** Document segment follows **

Accelerated modern human–induced species losses: Entering the sixth mass extinction
Gerardo Ceballos1,*, Paul R. Ehrlich2, Anthony D. Barnosky3, Andrés García4, Robert M. Pringle5 and Todd M. Palmer6
- Author Affiliations
1Instituto de Ecología, Universidad Nacional Autónoma de México, México D.F. 04510, México.
2Department of Biology, Stanford University, Stanford, CA 94304, USA.
3Department of Integrative Biology and Museums of Paleontology and Vertebrate Zoology, University of California, Berkeley, Berkeley, CA 94720–3140, USA.
4Estación de Biología Chamela, Instituto de Biología, Universidad Nacional Autónoma de México, Jalisco 48980, México.
5Department of Ecology and Evolutionary Biology, Princeton University, Princeton, NJ 08544, USA.
6Department of Biology, University of Florida, Gainesville, FL 32611–8525, USA.

** End of Document segment **

What you need to do |
• 1. Name every author listed in the header of the sixth mass extinction article.
• 2. Reproduce the sixth mass extinction article header word for word, starting at "Accelerated modern human–induced" and ending at "FL 32611–8525, USA.".
• 3. Write the next part of the sixth mass extinction article header, picking up after its last line.
The listing has nothing to do with the sixth mass extinction article header.

** Entries supplied follows **

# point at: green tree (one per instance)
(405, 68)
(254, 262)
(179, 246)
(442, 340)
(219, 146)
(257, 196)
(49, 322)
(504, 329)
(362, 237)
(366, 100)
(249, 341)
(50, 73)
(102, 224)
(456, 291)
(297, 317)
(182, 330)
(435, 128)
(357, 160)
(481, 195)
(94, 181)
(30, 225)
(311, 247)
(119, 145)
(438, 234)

** End of Entries supplied **

Results |
• 1. Gerardo Ceballos, Paul R. Ehrlich, Anthony D. Barnosky, Andrés García, Robert M. Pringle, Todd M. Palmer

• 2.
Accelerated modern human–induced species losses: Entering the sixth mass extinction
Gerardo Ceballos1,*, Paul R. Ehrlich2, Anthony D. Barnosky3, Andrés García4, Robert M. Pringle5 and Todd M. Palmer6
- Author Affiliations
1Instituto de Ecología, Universidad Nacional Autónoma de México, México D.F. 04510, México.
2Department of Biology, Stanford University, Stanford, CA 94304, USA.
3Department of Integrative Biology and Museums of Paleontology and Vertebrate Zoology, University of California, Berkeley, Berkeley, CA 94720–3140, USA.
4Estación de Biología Chamela, Instituto de Biología, Universidad Nacional Autónoma de México, Jalisco 48980, México.
5Department of Ecology and Evolutionary Biology, Princeton University, Princeton, NJ 08544, USA.
6Department of Biology, University of Florida, Gainesville, FL 32611–8525, USA.

• 3.
↵*Corresponding author. E-mail: gceballo@ecologia.unam.mx
Science Advances 19 Jun 2015:
Vol. 1, no. 5, e1400253
DOI: 10.1126/sciadv.1400253
Source/Fonte: The New York Times
Abstract
The oft-repeated claim that Earth’s biota is entering a sixth “mass extinction” depends on clearly demonstrating that current extinction rates are far above the “background” rates prevailing in the five previous mass extinctions. Earlier estimates of extinction rates have been criticized for using assumptions that might overestimate the severity of the extinction crisis. We assess, using extremely conservative assumptions, whether human activities are causing a mass extinction. First, we use a recent estimate of a background rate of 2 mammal extinctions per 10,000 species per 100 years (that is, 2 E/MSY), which is twice as high as widely used previous estimates. We then compare this rate with the current rate of mammal and vertebrate extinctions. The latter is conservatively low because listing a species as extinct requires meeting stringent criteria. Even under our assumptions, which would tend to minimize evidence of an incipient mass extinction, the average rate of vertebrate species loss over the last century is up to 114 times higher than the background rate. Under the 2 E/MSY background rate, the number of species that have gone extinct in the last century would have taken, depending on the vertebrate taxon, between 800 and 10,000 years to disappear. These estimates reveal an exceptionally rapid loss of biodiversity over the last few centuries, indicating that a sixth mass extinction is already under way. Averting a dramatic decay of biodiversity and the subsequent loss of ecosystem services is still possible through intensified conservation efforts, but that window of opportunity is rapidly closing.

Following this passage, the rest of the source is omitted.